Return the exact lines spanning from the line with "Provide the mask of every instance of the street" through the last line of the entries, boundaries included, and no others.

**Saved data entries**
BEGIN

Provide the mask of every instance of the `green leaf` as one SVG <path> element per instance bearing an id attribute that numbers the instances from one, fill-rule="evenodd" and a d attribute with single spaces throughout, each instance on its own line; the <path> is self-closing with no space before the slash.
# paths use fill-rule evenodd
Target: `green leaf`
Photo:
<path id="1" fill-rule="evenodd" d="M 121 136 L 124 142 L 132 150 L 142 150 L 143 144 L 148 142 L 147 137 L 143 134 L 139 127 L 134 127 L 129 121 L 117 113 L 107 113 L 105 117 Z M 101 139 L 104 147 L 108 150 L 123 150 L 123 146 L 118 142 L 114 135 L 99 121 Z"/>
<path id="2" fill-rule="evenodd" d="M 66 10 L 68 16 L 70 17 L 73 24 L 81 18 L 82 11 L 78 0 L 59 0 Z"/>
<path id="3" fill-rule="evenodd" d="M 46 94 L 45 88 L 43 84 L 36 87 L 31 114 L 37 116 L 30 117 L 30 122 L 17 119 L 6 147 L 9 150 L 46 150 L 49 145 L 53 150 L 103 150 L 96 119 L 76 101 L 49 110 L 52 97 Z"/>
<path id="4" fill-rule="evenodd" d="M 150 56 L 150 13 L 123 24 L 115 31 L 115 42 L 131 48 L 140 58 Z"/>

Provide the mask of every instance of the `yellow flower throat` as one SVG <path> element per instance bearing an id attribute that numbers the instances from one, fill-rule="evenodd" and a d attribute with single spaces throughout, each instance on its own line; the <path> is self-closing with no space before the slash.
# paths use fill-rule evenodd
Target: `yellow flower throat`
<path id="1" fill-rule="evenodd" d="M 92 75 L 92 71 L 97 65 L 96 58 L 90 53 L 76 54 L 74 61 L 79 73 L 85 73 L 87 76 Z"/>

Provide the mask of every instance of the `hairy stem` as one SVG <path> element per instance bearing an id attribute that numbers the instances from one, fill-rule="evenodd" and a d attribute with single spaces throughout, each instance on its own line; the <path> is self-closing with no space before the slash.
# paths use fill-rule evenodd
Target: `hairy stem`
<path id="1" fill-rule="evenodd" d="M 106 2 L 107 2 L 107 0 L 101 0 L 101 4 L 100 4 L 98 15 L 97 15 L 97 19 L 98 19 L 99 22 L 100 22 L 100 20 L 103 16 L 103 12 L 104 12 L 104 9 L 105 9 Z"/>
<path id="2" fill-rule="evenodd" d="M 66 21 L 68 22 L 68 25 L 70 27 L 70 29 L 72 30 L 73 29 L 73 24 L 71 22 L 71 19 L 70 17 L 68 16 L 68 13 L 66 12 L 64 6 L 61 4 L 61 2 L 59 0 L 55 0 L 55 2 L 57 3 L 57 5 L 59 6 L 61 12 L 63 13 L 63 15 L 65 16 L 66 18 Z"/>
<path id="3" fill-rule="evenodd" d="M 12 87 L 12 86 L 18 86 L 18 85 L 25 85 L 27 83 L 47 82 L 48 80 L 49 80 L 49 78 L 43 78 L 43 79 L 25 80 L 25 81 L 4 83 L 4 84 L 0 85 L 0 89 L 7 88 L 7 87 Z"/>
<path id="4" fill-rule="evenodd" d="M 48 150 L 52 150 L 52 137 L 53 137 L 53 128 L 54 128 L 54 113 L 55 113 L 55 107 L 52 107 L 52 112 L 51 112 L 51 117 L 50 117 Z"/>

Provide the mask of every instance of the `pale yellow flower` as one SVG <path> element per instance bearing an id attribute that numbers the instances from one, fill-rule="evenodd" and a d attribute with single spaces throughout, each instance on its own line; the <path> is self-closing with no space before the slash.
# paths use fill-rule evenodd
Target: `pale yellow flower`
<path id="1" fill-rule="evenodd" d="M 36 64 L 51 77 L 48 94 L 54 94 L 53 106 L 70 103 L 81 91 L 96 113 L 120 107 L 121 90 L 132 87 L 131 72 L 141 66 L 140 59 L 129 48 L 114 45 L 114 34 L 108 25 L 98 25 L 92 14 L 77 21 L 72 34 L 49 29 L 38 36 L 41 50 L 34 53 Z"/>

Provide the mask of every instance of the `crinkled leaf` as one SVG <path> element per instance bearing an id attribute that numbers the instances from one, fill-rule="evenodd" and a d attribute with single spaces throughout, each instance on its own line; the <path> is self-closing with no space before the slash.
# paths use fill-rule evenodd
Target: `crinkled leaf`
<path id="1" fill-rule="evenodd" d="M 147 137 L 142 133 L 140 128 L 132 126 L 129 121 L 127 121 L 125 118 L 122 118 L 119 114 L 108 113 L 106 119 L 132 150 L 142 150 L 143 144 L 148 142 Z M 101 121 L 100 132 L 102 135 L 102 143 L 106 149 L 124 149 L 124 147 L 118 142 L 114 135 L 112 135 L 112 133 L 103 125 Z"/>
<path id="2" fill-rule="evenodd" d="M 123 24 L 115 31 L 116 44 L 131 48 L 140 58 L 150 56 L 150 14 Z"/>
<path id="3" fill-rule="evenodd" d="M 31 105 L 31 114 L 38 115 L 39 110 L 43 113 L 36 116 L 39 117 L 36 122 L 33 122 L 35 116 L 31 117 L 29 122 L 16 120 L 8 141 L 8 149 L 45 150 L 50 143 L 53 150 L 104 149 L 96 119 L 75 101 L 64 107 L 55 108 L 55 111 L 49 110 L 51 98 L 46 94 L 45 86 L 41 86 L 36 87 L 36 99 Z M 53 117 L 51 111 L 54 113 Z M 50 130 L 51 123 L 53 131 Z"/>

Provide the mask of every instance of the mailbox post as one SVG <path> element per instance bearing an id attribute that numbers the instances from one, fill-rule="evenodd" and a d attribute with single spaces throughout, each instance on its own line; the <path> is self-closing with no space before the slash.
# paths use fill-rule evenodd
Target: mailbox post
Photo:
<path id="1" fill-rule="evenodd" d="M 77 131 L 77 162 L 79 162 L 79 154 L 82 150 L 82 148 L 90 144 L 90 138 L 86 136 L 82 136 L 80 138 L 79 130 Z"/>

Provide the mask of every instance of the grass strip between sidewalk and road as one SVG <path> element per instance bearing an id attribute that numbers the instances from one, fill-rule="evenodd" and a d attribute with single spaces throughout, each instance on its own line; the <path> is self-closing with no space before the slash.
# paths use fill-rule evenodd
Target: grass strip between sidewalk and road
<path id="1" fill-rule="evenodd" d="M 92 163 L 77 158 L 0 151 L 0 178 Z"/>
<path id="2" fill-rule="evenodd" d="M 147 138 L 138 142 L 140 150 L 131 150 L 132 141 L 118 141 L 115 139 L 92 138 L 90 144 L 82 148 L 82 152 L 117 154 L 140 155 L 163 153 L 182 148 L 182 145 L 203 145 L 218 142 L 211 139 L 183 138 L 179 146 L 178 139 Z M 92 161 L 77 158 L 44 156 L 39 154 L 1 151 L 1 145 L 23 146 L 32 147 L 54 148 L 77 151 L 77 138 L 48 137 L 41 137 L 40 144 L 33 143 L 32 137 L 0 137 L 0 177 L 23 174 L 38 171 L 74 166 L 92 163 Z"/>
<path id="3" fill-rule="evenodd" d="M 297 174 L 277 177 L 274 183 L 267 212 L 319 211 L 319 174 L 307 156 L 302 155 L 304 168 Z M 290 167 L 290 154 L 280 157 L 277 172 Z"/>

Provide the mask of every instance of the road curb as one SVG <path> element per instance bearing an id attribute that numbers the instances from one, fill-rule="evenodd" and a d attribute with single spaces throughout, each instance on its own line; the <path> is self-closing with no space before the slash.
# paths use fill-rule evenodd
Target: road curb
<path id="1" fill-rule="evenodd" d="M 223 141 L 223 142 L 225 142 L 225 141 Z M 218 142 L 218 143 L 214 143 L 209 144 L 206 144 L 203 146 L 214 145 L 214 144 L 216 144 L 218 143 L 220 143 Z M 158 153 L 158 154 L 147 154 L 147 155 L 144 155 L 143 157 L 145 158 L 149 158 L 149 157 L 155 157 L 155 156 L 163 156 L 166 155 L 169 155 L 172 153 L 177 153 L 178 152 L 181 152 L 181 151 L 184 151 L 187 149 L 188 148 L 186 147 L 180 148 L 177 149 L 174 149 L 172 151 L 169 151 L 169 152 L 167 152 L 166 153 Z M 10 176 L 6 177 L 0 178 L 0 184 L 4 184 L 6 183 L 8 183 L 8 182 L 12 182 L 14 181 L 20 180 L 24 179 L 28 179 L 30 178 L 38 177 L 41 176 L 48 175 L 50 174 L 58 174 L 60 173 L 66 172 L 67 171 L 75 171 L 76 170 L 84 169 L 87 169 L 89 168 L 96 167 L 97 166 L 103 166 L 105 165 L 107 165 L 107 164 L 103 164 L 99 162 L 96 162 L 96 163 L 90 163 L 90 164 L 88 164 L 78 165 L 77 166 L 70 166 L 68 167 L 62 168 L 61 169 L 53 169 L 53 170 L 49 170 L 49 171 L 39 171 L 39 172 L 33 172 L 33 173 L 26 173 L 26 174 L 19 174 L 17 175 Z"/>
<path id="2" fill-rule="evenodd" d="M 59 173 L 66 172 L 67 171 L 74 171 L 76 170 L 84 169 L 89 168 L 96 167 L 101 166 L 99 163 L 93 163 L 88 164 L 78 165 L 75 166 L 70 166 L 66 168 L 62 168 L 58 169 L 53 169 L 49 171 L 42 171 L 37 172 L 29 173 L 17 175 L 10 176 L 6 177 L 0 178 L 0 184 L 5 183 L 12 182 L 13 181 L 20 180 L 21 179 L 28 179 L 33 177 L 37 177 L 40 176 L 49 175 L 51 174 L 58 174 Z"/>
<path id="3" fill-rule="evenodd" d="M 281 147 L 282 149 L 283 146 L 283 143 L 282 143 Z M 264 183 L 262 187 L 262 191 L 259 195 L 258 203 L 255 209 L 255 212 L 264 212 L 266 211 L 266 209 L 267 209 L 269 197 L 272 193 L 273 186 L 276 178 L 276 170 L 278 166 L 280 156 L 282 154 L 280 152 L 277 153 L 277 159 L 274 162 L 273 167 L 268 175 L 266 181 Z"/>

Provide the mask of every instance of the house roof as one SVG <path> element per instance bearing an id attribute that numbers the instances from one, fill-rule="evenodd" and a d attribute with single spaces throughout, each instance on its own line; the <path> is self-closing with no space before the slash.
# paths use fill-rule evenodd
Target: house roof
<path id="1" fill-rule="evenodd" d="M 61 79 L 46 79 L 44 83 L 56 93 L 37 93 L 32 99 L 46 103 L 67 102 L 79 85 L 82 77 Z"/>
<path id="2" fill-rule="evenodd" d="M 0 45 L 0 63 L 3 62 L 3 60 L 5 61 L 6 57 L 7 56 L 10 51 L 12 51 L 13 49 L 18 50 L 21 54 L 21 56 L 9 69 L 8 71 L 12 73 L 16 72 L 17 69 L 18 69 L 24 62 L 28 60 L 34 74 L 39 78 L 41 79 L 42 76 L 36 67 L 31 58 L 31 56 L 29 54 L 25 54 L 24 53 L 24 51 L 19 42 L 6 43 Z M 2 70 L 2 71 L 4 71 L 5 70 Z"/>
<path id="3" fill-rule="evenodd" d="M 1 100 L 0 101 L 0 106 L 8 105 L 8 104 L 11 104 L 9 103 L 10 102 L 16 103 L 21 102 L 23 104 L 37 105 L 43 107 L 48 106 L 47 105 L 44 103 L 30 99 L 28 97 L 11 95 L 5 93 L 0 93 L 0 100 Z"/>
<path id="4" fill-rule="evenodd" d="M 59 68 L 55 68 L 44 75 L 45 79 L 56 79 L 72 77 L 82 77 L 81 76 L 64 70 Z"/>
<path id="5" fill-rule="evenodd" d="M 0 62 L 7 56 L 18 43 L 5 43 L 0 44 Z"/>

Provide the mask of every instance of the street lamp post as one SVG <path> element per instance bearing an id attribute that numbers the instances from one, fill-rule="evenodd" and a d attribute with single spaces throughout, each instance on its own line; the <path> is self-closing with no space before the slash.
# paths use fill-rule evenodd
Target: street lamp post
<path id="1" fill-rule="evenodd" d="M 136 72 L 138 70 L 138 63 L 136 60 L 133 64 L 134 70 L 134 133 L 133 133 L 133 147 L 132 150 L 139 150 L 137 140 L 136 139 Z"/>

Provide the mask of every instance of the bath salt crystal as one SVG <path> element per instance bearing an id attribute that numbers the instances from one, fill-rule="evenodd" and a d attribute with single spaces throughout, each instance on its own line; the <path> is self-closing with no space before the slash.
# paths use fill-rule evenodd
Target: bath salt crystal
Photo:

END

**Output**
Provide the mask of every instance of the street lamp post as one SVG <path> element per instance bearing an id attribute that numbers the instances from one, fill-rule="evenodd" and a d attribute with single spaces throughout, each instance on its own line; the <path> is self-closing with no space before the slash.
# paths use fill-rule evenodd
Target: street lamp post
<path id="1" fill-rule="evenodd" d="M 136 72 L 138 70 L 138 63 L 136 60 L 133 64 L 134 70 L 134 133 L 133 133 L 133 147 L 132 150 L 139 150 L 137 140 L 136 139 Z"/>

Provide the mask of every instance of the bath salt crystal as one SVG <path> element per instance bearing an id attribute that numbers the instances from one, fill-rule="evenodd" and a d attribute with single spaces throughout, each instance on its own line; the <path> is self-closing with no space before the slash.
# paths use fill-rule evenodd
Target: bath salt crystal
Photo:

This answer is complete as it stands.